_WORK REQUIRED_
Transcribe all the records exactly and omit any images they hold.

(Image object location entries)

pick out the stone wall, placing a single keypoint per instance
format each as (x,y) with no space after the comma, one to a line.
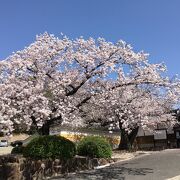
(19,168)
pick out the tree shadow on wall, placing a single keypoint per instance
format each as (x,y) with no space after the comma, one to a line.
(112,172)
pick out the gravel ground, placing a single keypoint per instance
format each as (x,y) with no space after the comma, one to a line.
(5,150)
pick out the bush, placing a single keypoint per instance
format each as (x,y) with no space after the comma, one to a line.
(50,147)
(94,146)
(17,150)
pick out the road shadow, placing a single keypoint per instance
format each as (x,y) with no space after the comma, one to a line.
(109,173)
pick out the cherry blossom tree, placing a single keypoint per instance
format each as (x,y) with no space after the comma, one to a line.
(52,78)
(127,109)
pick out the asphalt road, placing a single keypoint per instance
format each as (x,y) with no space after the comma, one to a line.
(157,166)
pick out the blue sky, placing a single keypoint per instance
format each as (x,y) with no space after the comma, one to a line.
(149,25)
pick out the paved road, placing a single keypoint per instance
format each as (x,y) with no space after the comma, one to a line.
(157,166)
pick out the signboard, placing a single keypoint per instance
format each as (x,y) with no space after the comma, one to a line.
(160,134)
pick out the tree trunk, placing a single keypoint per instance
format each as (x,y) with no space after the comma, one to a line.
(127,140)
(45,129)
(132,135)
(124,143)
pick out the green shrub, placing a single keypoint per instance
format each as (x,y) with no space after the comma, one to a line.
(17,150)
(94,146)
(50,147)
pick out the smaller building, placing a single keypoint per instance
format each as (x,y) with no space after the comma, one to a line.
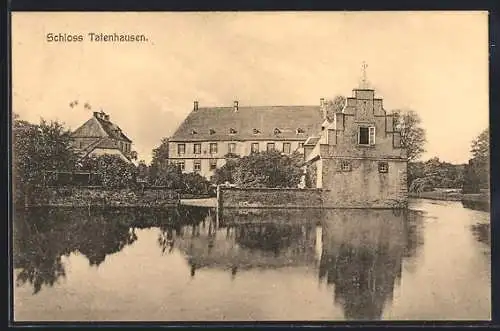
(99,136)
(360,161)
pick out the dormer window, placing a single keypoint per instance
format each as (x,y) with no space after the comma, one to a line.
(366,135)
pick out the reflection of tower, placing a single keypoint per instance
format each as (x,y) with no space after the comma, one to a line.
(362,257)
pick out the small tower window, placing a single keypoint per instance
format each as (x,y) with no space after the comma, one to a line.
(345,165)
(366,135)
(383,167)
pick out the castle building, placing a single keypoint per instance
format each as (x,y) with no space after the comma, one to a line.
(208,134)
(99,136)
(358,156)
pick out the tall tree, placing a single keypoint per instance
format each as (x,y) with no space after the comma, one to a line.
(114,172)
(478,170)
(412,133)
(269,169)
(160,158)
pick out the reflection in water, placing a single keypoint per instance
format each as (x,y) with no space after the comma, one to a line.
(358,252)
(253,263)
(361,255)
(482,233)
(42,236)
(362,258)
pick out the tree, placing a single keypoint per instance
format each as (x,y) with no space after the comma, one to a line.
(476,175)
(412,134)
(114,172)
(169,175)
(334,106)
(38,148)
(142,171)
(227,171)
(160,158)
(269,169)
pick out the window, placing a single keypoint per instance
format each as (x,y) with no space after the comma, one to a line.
(345,165)
(231,147)
(197,148)
(383,167)
(255,147)
(213,148)
(213,164)
(363,136)
(372,135)
(366,135)
(286,148)
(197,165)
(181,149)
(181,164)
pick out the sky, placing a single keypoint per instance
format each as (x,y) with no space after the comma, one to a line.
(435,63)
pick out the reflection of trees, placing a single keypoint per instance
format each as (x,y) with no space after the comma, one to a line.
(482,233)
(244,245)
(43,236)
(268,237)
(193,217)
(362,256)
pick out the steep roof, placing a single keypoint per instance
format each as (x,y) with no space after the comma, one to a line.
(250,123)
(100,127)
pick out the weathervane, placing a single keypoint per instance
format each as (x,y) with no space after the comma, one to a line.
(364,81)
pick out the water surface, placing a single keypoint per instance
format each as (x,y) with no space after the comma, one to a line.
(431,262)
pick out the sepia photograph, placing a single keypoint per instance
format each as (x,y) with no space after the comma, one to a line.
(250,166)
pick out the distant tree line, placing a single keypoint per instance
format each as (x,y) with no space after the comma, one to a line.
(270,169)
(43,152)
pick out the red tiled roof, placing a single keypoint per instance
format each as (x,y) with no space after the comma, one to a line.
(250,123)
(100,128)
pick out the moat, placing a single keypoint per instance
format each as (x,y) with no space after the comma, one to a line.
(430,262)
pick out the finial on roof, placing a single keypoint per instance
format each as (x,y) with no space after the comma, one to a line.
(364,80)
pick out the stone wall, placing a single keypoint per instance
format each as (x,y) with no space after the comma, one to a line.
(97,196)
(363,186)
(269,198)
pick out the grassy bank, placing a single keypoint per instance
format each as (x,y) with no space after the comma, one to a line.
(452,196)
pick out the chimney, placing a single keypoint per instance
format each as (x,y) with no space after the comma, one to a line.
(322,106)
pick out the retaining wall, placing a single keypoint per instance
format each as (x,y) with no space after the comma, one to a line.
(98,196)
(230,197)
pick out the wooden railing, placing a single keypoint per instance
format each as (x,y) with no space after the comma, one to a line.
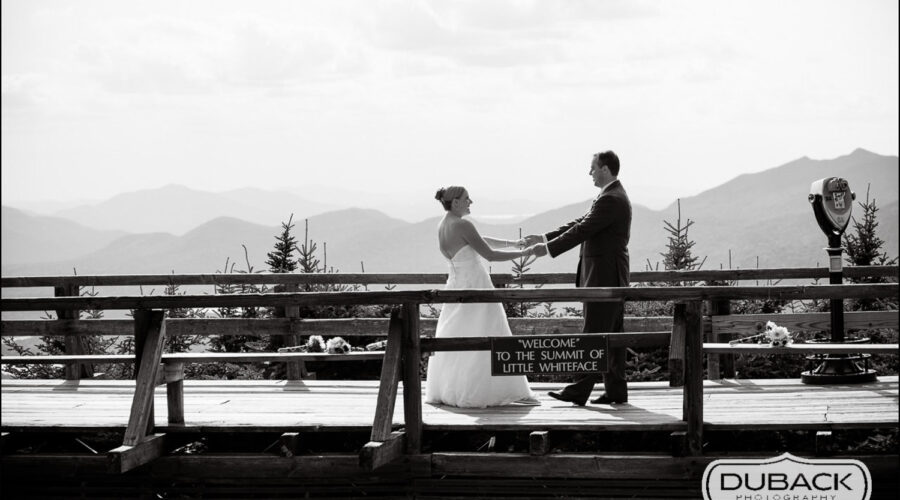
(684,332)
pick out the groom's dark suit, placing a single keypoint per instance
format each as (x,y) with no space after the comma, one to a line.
(603,234)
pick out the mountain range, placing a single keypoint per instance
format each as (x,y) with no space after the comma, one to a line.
(761,219)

_ANSWER_
pick out the stone wall, placing a single keypoint per instance
format each as (x,y) with no space after the comma, one to a line.
(19,168)
pick out the tree shadow on wall, placing a single keypoint per instance
format each as (x,y) with no space after the comma, one to a line.
(112,172)
pick out the gravel ground, placing a single keypoint per instance
format each as (x,y) with no space after the comma, one to a line.
(5,150)
pick out the bush, placing a single keypoint per instance
format each as (x,y) with no space after the comma, one to a line.
(50,147)
(94,146)
(17,150)
pick out the road shadow, placing a single keypoint per instance
format each as (x,y) with no space after the comma, one to a line.
(109,173)
pick out the cherry blossom tree, placing a single keypoint per instance
format each as (x,y) with no space after the comma, one to a line.
(52,78)
(127,109)
pick out the asphalt road, placing a single keypoint per instance
format each as (x,y) with no space after the comma, one to a line.
(157,166)
pick out the blue sky, placing a single keypoint per instance
format each as (x,y) with no space after the comma, one to a line.
(149,25)
pick out the paved road, placing a single keypoint per instance
format each as (x,y) with no space after the comma, one to a line.
(157,166)
pick out the signboard, placing a single keypoint per instance
format each as (x,y) with no space after the comma, one to a line.
(160,134)
pick out the tree trunk, placing a single keypoint per instance
format each as (x,y) with no space after the comma, one to a line.
(127,140)
(45,129)
(132,135)
(124,143)
pick out the green shrub, placing a single keypoint per instance
format each as (x,y) with no space after the comma, one to a line.
(17,150)
(94,146)
(50,147)
pick out the smaller building, placing a single keypoint per instance
format each as (x,y) with no space after the comma, one to a line.
(99,136)
(360,161)
pick out the dormer window, placing a single keypoint per instance
format each as (x,y) with no space after the comma, one to a line.
(366,135)
pick out the reflection of tower, placing a single keypoint per instance
format each as (x,y) with no space after the comma, one to a line.
(362,257)
pick out the small tower window, placing a single keypoint per instance
format each as (x,y) with no space after the comma, one to a line.
(345,165)
(366,135)
(383,167)
pick out the castle building, placing a single keypoint per instance
format each as (x,y) with no space after the comma, one to a line.
(208,134)
(99,136)
(358,156)
pick out the tall tree, placing a single keypoint per instance
format each as (x,y) with no space after the comma, one to a line.
(114,172)
(478,170)
(412,133)
(269,169)
(160,158)
pick out the reflection in water, placing a single keypoint per instance
format each as (x,y) with no space after the comma, one to a line.
(358,252)
(253,263)
(361,255)
(482,233)
(42,236)
(362,258)
pick out the tree, placing a single keypoint per instance
format each as (x,y) with no space after the comma, one to a line.
(476,175)
(412,134)
(114,172)
(169,175)
(334,106)
(38,148)
(142,171)
(227,171)
(160,158)
(269,169)
pick out the window, placing a single keypoint per instance
format each as (x,y) with no space after the comma, one to a line.
(345,165)
(231,147)
(197,148)
(383,167)
(255,147)
(213,148)
(213,164)
(363,136)
(372,135)
(366,135)
(286,148)
(197,165)
(181,149)
(181,164)
pick out the sky, placing a single keypoint per instance
format each as (x,y) with no space after the comma, one to a line.
(435,63)
pick out the reflection of trees, placing a single keypoint per instance
format each as (x,y) with no space after the comma, one to a line.
(482,233)
(244,245)
(43,236)
(268,237)
(193,217)
(362,256)
pick out the steep roof, placing a single keypoint per instance
format each as (x,y) with no space after the comma, one to a line.
(250,123)
(100,127)
pick out the weathervane, placing a single keypoint per instance
format each as (x,y) with no space after the comma, one to a line.
(364,81)
pick out the water surface, placing a single keypoint per instance
format each as (x,y) with no space after the comma, one to a line.
(431,262)
pick out the sepia photograph, placing a single keypoint per instance
format each as (x,y) with no space after the comma, one to a line.
(250,166)
pick out the distant tree line, placing a single keypoint per instance
format each as (x,y) with no space after the comma, one to a line.
(270,169)
(43,152)
pick out the red tiled roof, placing a single keypoint per instance
format each as (x,y) with no space after the comma, one to a line.
(250,123)
(100,128)
pick out the moat, placing a single keypoint per instance
format each as (x,y) with no space after the comma, one to a line.
(430,262)
pick out the finial on roof, placing a single keypoint per instance
format each as (x,y) with no space after the comma, one to a line.
(364,80)
pick out the stone wall, placing a single keypoint per instance
format each as (x,y) with no space after the comma, one to a line.
(97,196)
(363,186)
(269,198)
pick out the grassy bank, placing a single keypoint per instance
format each as (x,y) with no space after the comma, one to a line.
(452,196)
pick out the chimney, placing a single keypoint per instance
format each as (x,y) with no space after the comma, one to a line.
(322,106)
pick out the retaining wall, placing a single keypoint per instance
format each as (x,y) with no space after the comma, one to a line.
(98,196)
(230,197)
pick out the wooden railing, placing a single keypoint per instance
format each as (x,y) with no space after the comma, one to a line.
(684,332)
pick out the groom's dark suit, placing a single keypoint per instance
format each as (x,y) with no space after the comma, one to a line.
(603,234)
pick out the mountain range, placing a single keypoint per instance
format each as (x,y) with no space after the comma, one to a line.
(761,219)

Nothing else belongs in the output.